▶ _Short task 1_: Copy the part of the article on Django Unchained below, starting at "Inglorious Basterds was" and ending at "prologue, probably not.".
▶ _Short task 2_: Write out every entry that follows the article, line for line and unchanged, but leave out the pictures.

▶ _Text to read_:

* Begin *

In the years since "Glory," there hasn’t been a single movie of record about the American slave trade. Why "Django Unchained" doesn't change that.

On Christmas Day, Quentin Tarantino will release his latest film, a violent tale set in the time of slavery called Django Unchained. The story details the life of a fictional slave named Django — played by Jamie Foxx — who is freed by a bounty hunter and then proceeds to go on a murderous rampage in an effort to free his wife. The story, an oppressed minority reacts brutally to his captors, is much in the same vein of Tarantino’s last film, Inglorious Basterds, in which a team of Jewish soldiers violently slaughter Nazis (and, ultimately, Hitler himself) during WWII.

Inglorious Basterds was a hit that was also draped with critical acclaim. Will Django Unchained, with its similar theme, earn the same kind of accolades? If past is prologue, probably not.

* End *

▶ _Recorded data_:
* Begin *

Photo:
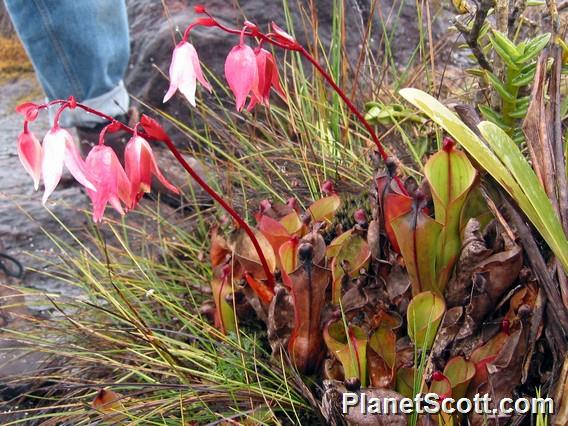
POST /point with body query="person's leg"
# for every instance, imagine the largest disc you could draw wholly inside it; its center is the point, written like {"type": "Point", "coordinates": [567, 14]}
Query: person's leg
{"type": "Point", "coordinates": [79, 48]}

* End *

▶ _Final result 1_:
Inglorious Basterds was a hit that was also draped with critical acclaim. Will Django Unchained, with its similar theme, earn the same kind of accolades? If past is prologue, probably not.

▶ _Final result 2_:
Photo:
POST /point with body query="person's leg"
# for every instance, imagine the largest disc you could draw wholly inside it; its center is the point, written like {"type": "Point", "coordinates": [567, 14]}
Query: person's leg
{"type": "Point", "coordinates": [79, 48]}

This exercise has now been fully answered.